## Problema curto
Repita todas as linhas abaixo, sem alterar nada, e deixe as imagens fora da resposta.

========================================

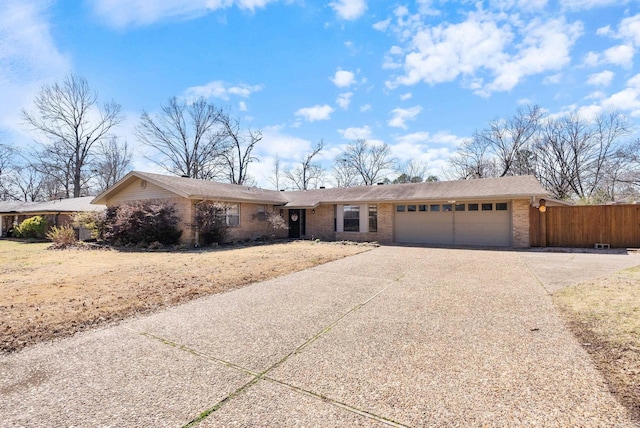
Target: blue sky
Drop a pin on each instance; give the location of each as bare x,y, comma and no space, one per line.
420,76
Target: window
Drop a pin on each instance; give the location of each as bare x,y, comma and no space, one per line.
373,218
232,215
351,218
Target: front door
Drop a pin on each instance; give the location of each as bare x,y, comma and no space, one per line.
294,224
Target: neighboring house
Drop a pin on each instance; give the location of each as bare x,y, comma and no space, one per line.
58,212
483,212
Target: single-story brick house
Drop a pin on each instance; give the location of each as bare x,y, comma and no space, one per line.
482,212
58,212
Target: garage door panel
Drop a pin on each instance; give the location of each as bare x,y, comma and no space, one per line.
413,227
479,228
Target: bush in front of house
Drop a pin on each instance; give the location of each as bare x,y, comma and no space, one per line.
62,237
212,223
32,228
141,223
94,221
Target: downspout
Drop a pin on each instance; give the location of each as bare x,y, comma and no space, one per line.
197,231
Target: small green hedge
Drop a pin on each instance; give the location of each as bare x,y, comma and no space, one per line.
32,228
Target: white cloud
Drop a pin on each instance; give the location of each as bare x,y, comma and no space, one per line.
441,53
343,78
399,116
621,55
601,79
317,112
630,29
587,4
123,13
491,52
382,25
220,89
344,100
29,58
546,47
355,133
349,9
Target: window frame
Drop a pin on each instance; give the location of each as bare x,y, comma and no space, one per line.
352,221
373,218
229,216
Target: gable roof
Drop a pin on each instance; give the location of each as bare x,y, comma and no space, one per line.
487,188
54,206
198,189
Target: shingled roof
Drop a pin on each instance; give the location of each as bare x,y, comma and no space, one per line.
69,205
488,188
200,189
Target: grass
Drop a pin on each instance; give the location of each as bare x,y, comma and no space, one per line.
45,294
605,316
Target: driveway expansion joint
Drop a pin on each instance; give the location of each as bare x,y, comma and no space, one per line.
257,377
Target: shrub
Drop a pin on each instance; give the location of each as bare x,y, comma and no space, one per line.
93,221
141,224
32,228
62,236
211,223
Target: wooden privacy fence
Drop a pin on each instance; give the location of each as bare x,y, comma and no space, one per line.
585,226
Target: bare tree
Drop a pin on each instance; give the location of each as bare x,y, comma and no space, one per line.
113,162
413,171
583,158
56,164
343,175
6,162
68,117
276,172
188,137
509,140
472,160
370,161
308,174
239,145
27,185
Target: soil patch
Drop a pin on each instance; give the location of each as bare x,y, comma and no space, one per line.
49,294
605,316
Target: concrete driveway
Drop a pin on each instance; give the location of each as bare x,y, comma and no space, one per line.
396,336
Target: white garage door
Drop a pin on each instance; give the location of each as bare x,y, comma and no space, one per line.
477,223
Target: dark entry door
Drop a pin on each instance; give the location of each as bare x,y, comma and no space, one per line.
295,219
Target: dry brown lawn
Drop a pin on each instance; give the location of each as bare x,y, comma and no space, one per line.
605,316
46,294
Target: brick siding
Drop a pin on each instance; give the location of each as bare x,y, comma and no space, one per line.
520,223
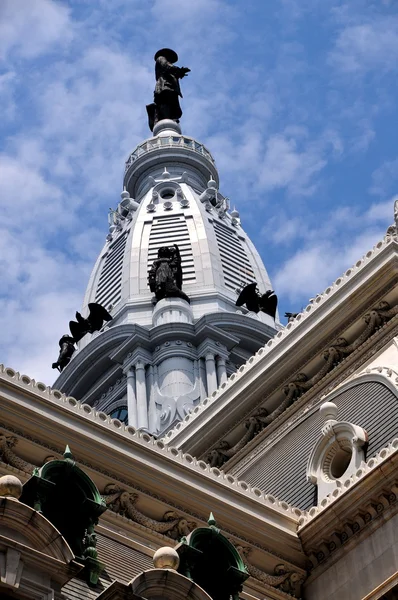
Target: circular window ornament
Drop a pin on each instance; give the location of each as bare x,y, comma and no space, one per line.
336,461
167,194
338,452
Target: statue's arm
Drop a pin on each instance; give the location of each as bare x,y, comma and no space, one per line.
179,72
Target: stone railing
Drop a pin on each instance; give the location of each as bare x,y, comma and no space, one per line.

========================================

## Saída completa
Target: blue sky
Drop a pin on each instance; give the location of each as bare x,y, comma and no space, one per line.
420,76
Target: window
Drop a pin on each instance; give the location of each as bare x,y, comma and no space, one per line.
373,218
232,215
351,218
Target: front door
Drop a pin on each instance; give the location of each as bare x,y, comma and no space, one per line.
294,224
Target: neighboring house
Drop a pin on each instance; give the location of each as bare x,y, comma and no space, one per line.
58,212
483,212
Target: single-story brick house
Drop a pin on each instance; give the location of each as bare x,y, comma and no space, one per line.
482,212
58,212
Target: garage door panel
Drop a pin on each instance; give the location of each as bare x,y, comma and no space, one per line.
413,227
479,228
Target: bush in front of house
Drop a pin on each instance; give the location of each as bare x,y, comma and no space, one per line.
62,237
212,223
32,228
141,223
94,221
Target: downspout
Drop a pin on each instance; give the location of each as bare x,y, comma and no space, one per line.
197,231
Target: small green hedge
Drop a pin on each instance; give the location of each as bare x,y, comma and no space, one per line.
32,228
Target: white cloud
Drop a pin on each instance; give the location of each as bare x,y, comma and no space, one per line.
441,53
343,78
399,116
621,55
601,79
317,112
630,29
587,4
123,13
491,52
382,25
220,89
344,100
29,58
546,47
355,133
349,9
Target: window frame
Drop a pin on each instance; give the location of each as bare x,y, comma and no space, one per line.
352,221
373,218
229,216
Target: gable roof
Drop a pin on each instance; give the location of each as bare x,y, comma and no space, one per line.
487,188
54,206
198,189
Target: shingled roof
Drop a pin on each instance; give the location of each as bare x,y, comma and no space, one per line.
69,205
488,188
200,189
Target: grass
Drop a pin on each instance; give the location of each as bare x,y, comma and no space, one per line.
45,294
605,316
Target: driveway expansion joint
Drop a pin on each instance; give the location of each as bare x,y, comma and no space, one per line.
257,377
Target: shrub
Drop a pin on each instance; give the location of each as bare x,y, comma and no space, one per line.
93,221
141,224
32,228
62,236
211,223
Target: wooden privacy fence
Drop a pin on each instance; give the location of each as bare x,y, comma and no space, one per line.
585,226
Target: bare tree
Drop a pin on each instance; give the location of each as bare x,y, comma and no space, one per line.
113,162
413,171
583,158
56,164
343,175
6,162
68,117
276,172
188,137
509,140
472,160
370,161
308,174
239,145
27,185
Target: soil patch
Drop a pin on each instance; give the location of each as bare x,y, comma and no space, one per line.
49,294
605,316
Target: concrete driveway
Drop a pin on each instance; give the location of each as bare x,y, comma and no space, one per line.
396,336
Target: white garage door
Drop a pin on each instance; give the location of each as bare x,y, comma and no space, one per line.
477,223
Target: dark entry door
Drop a pin on each instance; give the location of each as bare x,y, comma and no space, one per line.
295,219
Target: dry brown lawn
Drop a pin on each instance; give the location of each as bare x,y, comma and no space, one per line.
605,316
46,294
Target: brick siding
Drop a pin on each instance; give the location of each as bare x,y, comma and no space, one per line.
520,223
Target: circular window ornament
Drop a pin on each instance; give the location of each as bare x,y, comma and no space, one per line.
336,461
167,194
338,452
Target: statue's arm
Drop a pin on each instance; give the location of each as bare x,y, comma and no space, one per line.
179,72
Target: stone railing
Drop a pin on each instance; give the location of each as bare x,y, comma and no space, one per line.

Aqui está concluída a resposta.